# Deployment kein zugriff auf Web-inf tomcat 8 und 7



## paxiss (20. Nov 2015)

Hey,

Ich hab ein Projekt von eclipse auf mein Tomcat server deployed, wenn ich in den Ordner 
C:\Users\j.j\UAS\.metadata\.plugins\org.eclipse.wst.server.core\tmp0\wtpwebapps\Projekt\WEB-INF  gehe sind die Daten dort, also müssen sie ja deployed sein. Eine War datei hab ich auch erstellt und in webapps gepackt nun versuch ich auf die JSP und Html Datein zuzugreifen und ich bekomme die Message 404 requested resource not available
der Pfad ist http://localhost:8010/Projekt/WEB-INF/entry.html

Wenn ich jedoch mein Servlet aufrufe bekomme ich es ausgegeben. der Pfad ist localhost:8010/Projekt/TestServlet?text=addition&number1=2&number2=2

kennt jemand vllt eine Lösung?

ROHDATEN:
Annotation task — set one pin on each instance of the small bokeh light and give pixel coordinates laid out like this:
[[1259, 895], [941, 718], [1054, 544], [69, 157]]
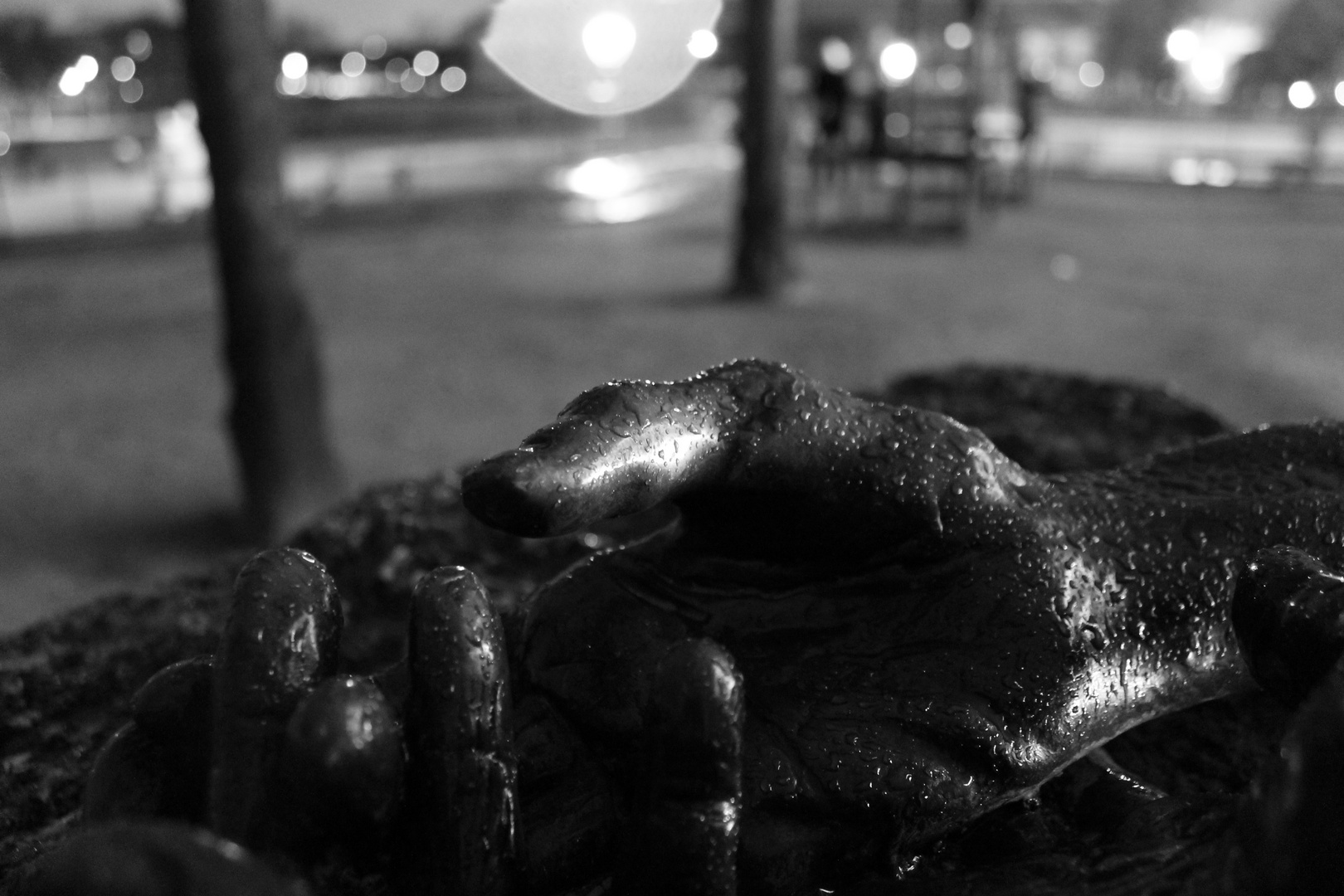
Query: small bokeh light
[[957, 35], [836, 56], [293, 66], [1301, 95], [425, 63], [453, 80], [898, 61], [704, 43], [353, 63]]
--
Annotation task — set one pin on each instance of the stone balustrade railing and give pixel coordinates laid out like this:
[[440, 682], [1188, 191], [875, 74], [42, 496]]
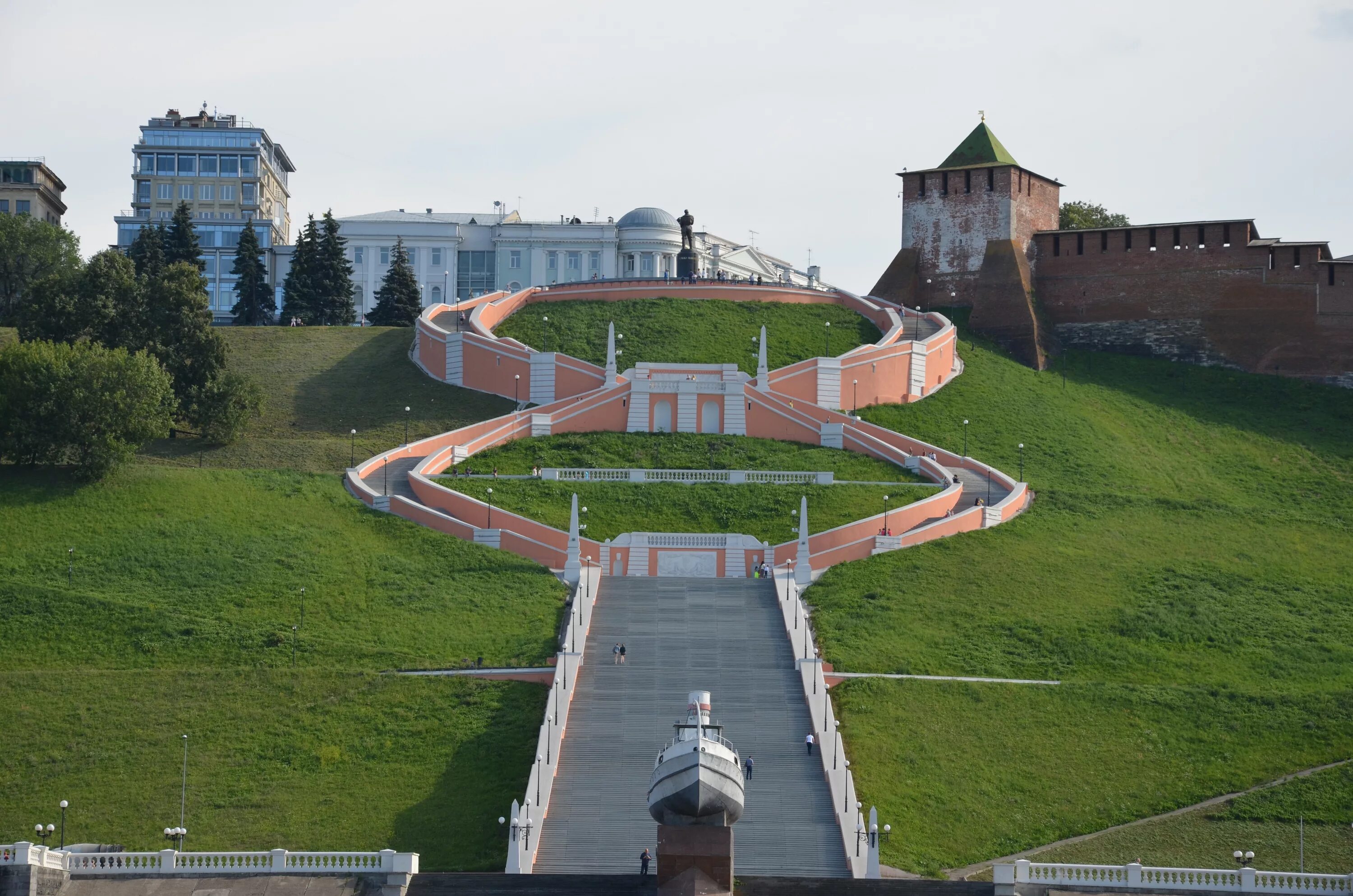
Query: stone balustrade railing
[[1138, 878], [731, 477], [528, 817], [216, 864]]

AUFGABEN:
A) Beantworte diese Fragen zum Forenbeitrag über Tomcat:
(i) Welche Meldung kommt beim Aufruf der JSP- und HTML-Dateien?
(ii) Über welchen Port wird localhost in den Pfaden angesprochen?
(iii) Wie heißt das Servlet, das sich aufrufen lässt?
B) Schreib den Forenbeitrag über Tomcat nach seinem letzten Satz weiter.

LÖSUNGEN:
A)
(i) 404 requested resource not available
(ii) 8010
(iii) TestServlet

B)
----------



## JuKu (2. Jan 2016)

Tomcat hat doch ein gutes Administration Webinterface, oder?


----------



## klauskarambulut (2. Jan 2016)

Mir ist aus sicherer Quelle bekannt, dass der TO schon im November eine Kompetente Antwort in einem mit Kompetenten Leuten besetzten Forum erhalten hat. Würde die Antwort ja gerne verlinken, aber der Besitzer dieses Forums reagiert darauf immer sehr ungehalten.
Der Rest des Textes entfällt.